***** ENTRIES SHOWN

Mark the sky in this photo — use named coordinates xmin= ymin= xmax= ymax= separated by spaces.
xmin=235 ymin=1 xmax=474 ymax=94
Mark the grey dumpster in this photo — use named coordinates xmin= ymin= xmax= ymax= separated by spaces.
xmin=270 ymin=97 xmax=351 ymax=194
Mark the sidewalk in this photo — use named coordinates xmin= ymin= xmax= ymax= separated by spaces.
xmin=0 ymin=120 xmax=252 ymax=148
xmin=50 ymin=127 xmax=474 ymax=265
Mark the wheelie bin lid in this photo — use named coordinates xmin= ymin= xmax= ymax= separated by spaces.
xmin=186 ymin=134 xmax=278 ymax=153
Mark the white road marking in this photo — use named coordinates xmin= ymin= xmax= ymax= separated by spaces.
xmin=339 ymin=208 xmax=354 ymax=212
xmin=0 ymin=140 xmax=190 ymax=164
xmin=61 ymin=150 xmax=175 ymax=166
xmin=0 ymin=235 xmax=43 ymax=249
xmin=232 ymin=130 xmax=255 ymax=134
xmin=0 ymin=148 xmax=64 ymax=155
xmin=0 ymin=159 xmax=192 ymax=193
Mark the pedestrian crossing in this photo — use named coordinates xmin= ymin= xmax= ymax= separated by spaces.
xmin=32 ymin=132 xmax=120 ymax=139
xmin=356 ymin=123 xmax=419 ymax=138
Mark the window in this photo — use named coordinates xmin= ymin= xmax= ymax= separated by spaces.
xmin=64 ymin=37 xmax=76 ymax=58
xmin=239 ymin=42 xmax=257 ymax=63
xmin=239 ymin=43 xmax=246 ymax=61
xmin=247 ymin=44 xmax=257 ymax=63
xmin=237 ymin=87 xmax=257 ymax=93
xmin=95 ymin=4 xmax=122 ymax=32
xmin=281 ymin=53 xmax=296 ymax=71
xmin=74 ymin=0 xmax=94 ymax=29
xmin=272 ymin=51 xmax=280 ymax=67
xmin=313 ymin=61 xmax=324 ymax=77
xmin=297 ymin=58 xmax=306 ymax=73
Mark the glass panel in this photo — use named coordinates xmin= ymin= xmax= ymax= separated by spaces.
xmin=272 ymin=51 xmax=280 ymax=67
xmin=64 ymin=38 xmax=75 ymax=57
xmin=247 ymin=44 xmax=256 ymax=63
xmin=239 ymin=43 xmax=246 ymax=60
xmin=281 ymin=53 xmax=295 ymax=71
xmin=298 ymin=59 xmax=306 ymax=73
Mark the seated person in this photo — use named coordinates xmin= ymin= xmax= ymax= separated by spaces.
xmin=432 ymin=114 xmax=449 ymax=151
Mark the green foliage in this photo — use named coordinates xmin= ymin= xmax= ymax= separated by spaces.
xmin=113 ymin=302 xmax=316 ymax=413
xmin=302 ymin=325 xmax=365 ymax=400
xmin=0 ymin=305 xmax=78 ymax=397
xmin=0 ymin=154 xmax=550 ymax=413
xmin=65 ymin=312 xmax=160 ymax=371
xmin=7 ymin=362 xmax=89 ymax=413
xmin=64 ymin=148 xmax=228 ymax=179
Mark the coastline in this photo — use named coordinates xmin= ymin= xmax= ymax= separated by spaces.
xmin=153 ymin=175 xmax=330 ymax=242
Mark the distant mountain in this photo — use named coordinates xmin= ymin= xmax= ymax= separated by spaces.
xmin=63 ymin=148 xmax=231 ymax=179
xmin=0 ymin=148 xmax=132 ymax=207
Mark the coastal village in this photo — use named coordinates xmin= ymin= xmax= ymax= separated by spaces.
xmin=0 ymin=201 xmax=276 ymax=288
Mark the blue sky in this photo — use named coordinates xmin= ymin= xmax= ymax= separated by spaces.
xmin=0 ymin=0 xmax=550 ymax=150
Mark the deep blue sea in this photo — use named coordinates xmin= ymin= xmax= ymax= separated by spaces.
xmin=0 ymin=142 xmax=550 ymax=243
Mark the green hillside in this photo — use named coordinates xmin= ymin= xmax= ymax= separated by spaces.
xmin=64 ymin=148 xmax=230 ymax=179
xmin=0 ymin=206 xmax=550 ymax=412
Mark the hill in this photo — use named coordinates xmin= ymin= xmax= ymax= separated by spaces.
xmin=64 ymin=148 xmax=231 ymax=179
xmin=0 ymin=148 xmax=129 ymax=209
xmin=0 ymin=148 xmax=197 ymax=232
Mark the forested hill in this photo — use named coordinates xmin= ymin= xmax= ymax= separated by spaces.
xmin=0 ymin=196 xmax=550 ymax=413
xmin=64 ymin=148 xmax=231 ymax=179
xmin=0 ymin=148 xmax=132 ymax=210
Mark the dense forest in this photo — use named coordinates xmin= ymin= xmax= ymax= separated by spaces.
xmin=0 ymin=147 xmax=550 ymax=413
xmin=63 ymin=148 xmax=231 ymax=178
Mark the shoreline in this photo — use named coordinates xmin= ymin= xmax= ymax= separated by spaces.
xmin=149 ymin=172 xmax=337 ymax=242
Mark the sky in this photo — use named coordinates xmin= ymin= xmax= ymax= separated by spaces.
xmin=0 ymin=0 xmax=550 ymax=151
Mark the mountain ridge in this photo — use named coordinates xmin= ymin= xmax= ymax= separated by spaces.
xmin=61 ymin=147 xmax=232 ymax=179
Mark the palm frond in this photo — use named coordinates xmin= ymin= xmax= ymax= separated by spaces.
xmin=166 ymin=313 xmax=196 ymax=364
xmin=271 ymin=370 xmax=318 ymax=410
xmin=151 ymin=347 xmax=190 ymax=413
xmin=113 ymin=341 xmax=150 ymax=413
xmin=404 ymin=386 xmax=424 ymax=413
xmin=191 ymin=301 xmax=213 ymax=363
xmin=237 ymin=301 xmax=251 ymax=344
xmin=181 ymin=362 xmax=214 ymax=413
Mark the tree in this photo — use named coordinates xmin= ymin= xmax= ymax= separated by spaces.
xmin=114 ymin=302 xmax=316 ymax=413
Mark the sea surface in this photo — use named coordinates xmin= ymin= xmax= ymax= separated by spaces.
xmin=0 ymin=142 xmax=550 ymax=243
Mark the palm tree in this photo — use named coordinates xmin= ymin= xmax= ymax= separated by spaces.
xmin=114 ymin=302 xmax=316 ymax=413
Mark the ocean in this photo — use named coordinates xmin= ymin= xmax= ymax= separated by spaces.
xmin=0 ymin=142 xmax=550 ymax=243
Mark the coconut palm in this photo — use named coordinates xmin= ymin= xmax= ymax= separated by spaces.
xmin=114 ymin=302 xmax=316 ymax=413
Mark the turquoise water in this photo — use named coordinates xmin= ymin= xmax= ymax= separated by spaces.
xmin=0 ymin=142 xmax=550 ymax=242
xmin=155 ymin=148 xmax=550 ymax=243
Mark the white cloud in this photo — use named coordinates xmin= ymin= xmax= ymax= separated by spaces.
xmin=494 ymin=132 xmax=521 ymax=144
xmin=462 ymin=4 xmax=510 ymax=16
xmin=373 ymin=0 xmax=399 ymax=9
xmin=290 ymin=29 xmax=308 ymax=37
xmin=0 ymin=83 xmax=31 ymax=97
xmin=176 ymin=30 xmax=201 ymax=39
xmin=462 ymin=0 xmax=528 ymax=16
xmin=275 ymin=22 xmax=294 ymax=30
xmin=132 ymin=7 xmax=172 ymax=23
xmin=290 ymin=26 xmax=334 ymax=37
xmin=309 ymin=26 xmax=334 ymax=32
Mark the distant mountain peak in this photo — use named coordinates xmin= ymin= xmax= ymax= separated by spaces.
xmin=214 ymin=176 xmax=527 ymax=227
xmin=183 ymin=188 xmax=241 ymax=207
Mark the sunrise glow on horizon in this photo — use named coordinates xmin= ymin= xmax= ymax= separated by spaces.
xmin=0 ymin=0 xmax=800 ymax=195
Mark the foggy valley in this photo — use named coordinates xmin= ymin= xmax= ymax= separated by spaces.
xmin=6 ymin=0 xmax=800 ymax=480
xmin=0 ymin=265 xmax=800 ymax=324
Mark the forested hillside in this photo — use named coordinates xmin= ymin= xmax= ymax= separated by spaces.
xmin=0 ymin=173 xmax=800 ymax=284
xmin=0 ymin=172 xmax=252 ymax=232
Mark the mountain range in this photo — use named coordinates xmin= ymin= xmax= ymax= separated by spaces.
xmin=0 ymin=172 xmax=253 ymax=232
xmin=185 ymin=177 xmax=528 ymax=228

**********

Pull out every line of the entries above that contains the word "hillside", matching its case exactly.

**RESULT FOR THIS TASK:**
Mark the green hillside in this photo — use named coordinates xmin= ymin= xmax= ymax= separated by spaces.
Mark the forested hillside in this photo — use named coordinates xmin= ymin= xmax= ymax= separated by spaces.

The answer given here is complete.